── EXCERPT TO READ ──

Tashkent was indeed one of the most popular wartime destinations. Although no one commented on the phenomenon quite as lyrically as Wat, he was but one of many to describe it. “A great number of evacuees are headed for Tashkent,” reported one official in Penza in the fall of 1941. “There is reason to fear that an excessive number of people will accumulate there and that it will be necessary to transfer them to other regions.”
A report from the Kazakh city of Arys likewise noted that “significant masses of people move haphazardly to Uzbekistan and, as a first priority, to Tashkent.” According to Saul Borovoi, who journeyed across the Caspian Sea from Makhachkala to Krasnovodsk, “the majority of refugees sought to go to Tashkent.”
Whether in Moscow, Penza, Kazakhstan, or on the shores of the Caspian Sea, observers repeatedly noted the same phenomenon: in the words of an official in Uzbekistan, “Everyone is headed for Tashkent.”
Tashkent’s appeal stemmed from its southern location as well as its almost legendary food supply and distance from the front. Although evacuees would later complain bitterly about the inhospitable climate, many were originally drawn there on its account.
Georgii Efron, who was of two minds about leaving Moscow, reasoned in his diary that, “at least one need not fear the cold in Tashkent and its surrounding area.” In Leningrad, where evacuees were sometimes informed about the climatic conditions in different parts of the country by an onsite geographer, Tashkent seemed like an indisputably better choice than Novosibirsk, Cheliabinsk, Sverdlovsk, or one of the many other northern cities that also served as important reception sites for evacuees.
As one Polish refugee explained, “The moderate climate, with its mild winters, was attractive to many refugees, who were poorly prepared for the severe winters in other regions of the Soviet Union.”
Evgenii Pasternak, son of the Nobel Prize-winning author Boris Pasternak, later recalled his mother’s thinking when presented with the possibility of going to Tashkent; among other considerations, she had felt that “Tashkent always seemed a wealthy, well-fed city, and in winter it was warm there.” Likewise, anticommunist activist Vladimir N. Petrov recalls that the passengers in his train heading south from Novosibirsk to Tashkent “were very pleased to be going south.”
The journey to Tashkent was long and arduous. Moreover, as Georgii Efron noted in his diary en route, the “routes that lead there are numerous.” Those traveling from the north tended to take the route through Chkalov, formerly Orenburg. The Orenburg-Tashkent line had been built in the early 20th century, connecting the central Asian colony to the metropole.

───

PROBLEMS TO SOLVE:
(a) Decide whether each statement agrees with the excerpt on wartime travel to Tashkent, answering yes or no and quoting the words that settle it: (i) an official in Penza reported in the fall of 1941 that many evacuees were headed for Tashkent; (ii) Saul Borovoi crossed the Caspian Sea from Krasnovodsk to Makhachkala; (iii) the Orenburg-Tashkent line was built in the late 19th century.
(b) Summarize the excerpt on wartime travel to Tashkent in two sentences.

── DATASET EXTRACT ──

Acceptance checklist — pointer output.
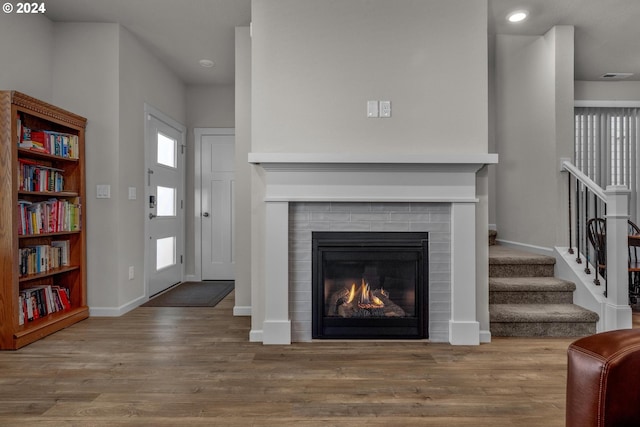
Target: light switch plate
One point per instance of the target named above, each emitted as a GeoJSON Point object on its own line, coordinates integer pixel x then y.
{"type": "Point", "coordinates": [372, 109]}
{"type": "Point", "coordinates": [103, 191]}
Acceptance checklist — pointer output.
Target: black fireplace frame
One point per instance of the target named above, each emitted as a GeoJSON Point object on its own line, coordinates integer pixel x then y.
{"type": "Point", "coordinates": [411, 327]}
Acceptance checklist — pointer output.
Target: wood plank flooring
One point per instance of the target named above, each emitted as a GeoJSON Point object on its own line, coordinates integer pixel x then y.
{"type": "Point", "coordinates": [195, 367]}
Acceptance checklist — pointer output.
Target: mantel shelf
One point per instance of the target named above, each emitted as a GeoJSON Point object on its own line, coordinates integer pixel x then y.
{"type": "Point", "coordinates": [374, 158]}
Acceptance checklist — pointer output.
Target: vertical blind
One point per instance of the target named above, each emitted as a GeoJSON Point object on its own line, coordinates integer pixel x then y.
{"type": "Point", "coordinates": [606, 148]}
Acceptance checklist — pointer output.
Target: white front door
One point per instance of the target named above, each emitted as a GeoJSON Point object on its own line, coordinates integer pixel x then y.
{"type": "Point", "coordinates": [217, 163]}
{"type": "Point", "coordinates": [164, 203]}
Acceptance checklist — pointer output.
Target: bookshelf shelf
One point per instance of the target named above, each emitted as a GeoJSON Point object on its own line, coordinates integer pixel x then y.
{"type": "Point", "coordinates": [52, 272]}
{"type": "Point", "coordinates": [42, 186]}
{"type": "Point", "coordinates": [62, 194]}
{"type": "Point", "coordinates": [37, 236]}
{"type": "Point", "coordinates": [25, 152]}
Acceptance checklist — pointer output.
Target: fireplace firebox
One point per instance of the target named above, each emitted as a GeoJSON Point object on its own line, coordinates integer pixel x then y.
{"type": "Point", "coordinates": [370, 285]}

───

SOLUTIONS TO THE EXERCISE:
(a)
(i) Yes: “A great number of evacuees are headed for Tashkent,” reported one official in Penza in the fall of 1941.
(ii) No: “journeyed across the Caspian Sea from Makhachkala to Krasnovodsk”
(iii) No: “The Orenburg-Tashkent line had been built in the early 20th century”

(b) During the war, observers in many places noted that great numbers of evacuees and refugees were heading for Tashkent. They were drawn by its southern location, mild winters, almost legendary food supply, and distance from the front, although the journey there was long and arduous.